### TEXT FOR ANALYSIS:
────────
Reinventing from sewing machines and typewriters into information equipment (1989)
The choice not to punish failure
The heart of this decision lies not in responding to a financial crisis but in carrying out a transformation tantamount to abandoning the founding trade — and doing so not through the dramatic instruments of acquisition or divestiture, but through the patient machinery of a stance that does not punish failure and of new businesses cultivated directly under the president. Just as the failure of the “Takeru” software vending machine gave rise to network karaoke, and the failure of a mobile printer gave rise to the home multifunction machine, Brother built a cycle that turns defeat into the seed of the next product. To the established divisions a new business is a “devourer of people and money,” and left alone it will not grow. It was precisely because the president fenced each one off and raised it with people and funds attached — Yasui’s way — that a long-established maker could replace its own mainstay.
The turn was not achieved in a single breath, however. More than a decade passed between office machines overtaking sewing machines and information and communication equipment becoming the settled mainstay, accompanied by the debt shouldered in dissolving the manufacturing/sales split and by the trial and error of a fax and multifunction business that struggled to get off the ground. Even so, what made the metamorphosis possible was a leader who would not rest on a thriving founding trade and who kept waving the flag, scooping up the failures and frustrations of the shop floor. How to keep the body heat of an organisation that tolerates failure and carries it on to the next thing — rather than reaching for scale or a flashy stroke — Brother’s transformation can be read as a case that gave that question a patient answer.
────────
### BRIEF:
Please write out the stretch of the passage on Brother's reinvention from "The turn was" through "a patient answer.", word for word. The records have nothing to do with the passage on Brother's reinvention.
────────
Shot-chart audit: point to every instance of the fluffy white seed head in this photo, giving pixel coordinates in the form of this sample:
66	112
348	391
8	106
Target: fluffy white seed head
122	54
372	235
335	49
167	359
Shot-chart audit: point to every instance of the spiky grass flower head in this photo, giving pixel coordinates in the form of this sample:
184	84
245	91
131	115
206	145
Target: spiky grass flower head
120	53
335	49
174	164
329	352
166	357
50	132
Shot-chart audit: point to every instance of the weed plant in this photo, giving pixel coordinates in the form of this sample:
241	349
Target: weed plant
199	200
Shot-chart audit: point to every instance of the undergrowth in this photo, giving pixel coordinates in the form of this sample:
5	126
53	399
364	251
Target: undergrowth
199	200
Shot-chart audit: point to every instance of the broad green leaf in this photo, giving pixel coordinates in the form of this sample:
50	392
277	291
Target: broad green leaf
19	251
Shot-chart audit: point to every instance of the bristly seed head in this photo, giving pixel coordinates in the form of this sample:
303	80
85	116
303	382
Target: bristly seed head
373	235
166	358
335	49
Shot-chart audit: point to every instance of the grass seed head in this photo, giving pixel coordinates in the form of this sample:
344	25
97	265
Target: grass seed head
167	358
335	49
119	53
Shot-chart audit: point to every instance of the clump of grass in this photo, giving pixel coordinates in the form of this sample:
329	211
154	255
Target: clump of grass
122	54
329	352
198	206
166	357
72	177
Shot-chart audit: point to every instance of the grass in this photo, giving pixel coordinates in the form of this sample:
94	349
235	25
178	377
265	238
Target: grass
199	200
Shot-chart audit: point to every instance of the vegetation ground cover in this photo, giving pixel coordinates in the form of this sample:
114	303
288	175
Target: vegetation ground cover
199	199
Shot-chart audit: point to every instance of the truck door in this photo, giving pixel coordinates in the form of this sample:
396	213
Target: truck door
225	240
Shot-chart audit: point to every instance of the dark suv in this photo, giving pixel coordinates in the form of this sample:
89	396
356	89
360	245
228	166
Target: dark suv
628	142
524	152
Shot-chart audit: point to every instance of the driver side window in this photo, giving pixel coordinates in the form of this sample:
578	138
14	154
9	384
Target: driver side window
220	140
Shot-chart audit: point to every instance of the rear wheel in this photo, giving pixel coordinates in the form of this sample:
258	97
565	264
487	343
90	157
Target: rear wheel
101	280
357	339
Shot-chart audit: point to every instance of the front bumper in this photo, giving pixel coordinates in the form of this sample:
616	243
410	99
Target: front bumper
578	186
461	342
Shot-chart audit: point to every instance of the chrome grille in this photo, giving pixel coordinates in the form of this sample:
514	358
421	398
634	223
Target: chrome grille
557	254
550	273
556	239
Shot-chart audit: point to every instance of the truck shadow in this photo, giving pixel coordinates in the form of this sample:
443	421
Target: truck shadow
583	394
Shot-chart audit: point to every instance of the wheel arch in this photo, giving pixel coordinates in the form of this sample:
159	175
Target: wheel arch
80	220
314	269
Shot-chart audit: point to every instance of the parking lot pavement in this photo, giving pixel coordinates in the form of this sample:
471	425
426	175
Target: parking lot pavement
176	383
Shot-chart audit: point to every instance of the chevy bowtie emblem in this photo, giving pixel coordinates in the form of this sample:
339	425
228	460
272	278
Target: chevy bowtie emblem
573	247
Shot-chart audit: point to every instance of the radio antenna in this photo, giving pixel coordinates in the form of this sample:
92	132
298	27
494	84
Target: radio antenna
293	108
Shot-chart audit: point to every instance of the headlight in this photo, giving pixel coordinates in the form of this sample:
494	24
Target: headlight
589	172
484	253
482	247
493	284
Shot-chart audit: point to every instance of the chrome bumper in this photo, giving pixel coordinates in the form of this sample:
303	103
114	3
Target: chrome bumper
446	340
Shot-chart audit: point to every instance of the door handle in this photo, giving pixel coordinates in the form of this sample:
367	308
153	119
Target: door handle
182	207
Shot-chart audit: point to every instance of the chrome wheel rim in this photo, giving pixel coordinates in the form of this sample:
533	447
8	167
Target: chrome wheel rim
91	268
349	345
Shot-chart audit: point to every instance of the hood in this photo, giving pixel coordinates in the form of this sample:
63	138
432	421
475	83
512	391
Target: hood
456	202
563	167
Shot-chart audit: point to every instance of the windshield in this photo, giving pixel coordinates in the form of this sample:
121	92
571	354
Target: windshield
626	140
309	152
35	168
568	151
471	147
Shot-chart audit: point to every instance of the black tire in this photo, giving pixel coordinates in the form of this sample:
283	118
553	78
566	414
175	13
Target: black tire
────────
### ANSWER FOR THIS EXERCISE:
The turn was not achieved in a single breath, however. More than a decade passed between office machines overtaking sewing machines and information and communication equipment becoming the settled mainstay, accompanied by the debt shouldered in dissolving the manufacturing/sales split and by the trial and error of a fax and multifunction business that struggled to get off the ground. Even so, what made the metamorphosis possible was a leader who would not rest on a thriving founding trade and who kept waving the flag, scooping up the failures and frustrations of the shop floor. How to keep the body heat of an organisation that tolerates failure and carries it on to the next thing — rather than reaching for scale or a flashy stroke — Brother’s transformation can be read as a case that gave that question a patient answer.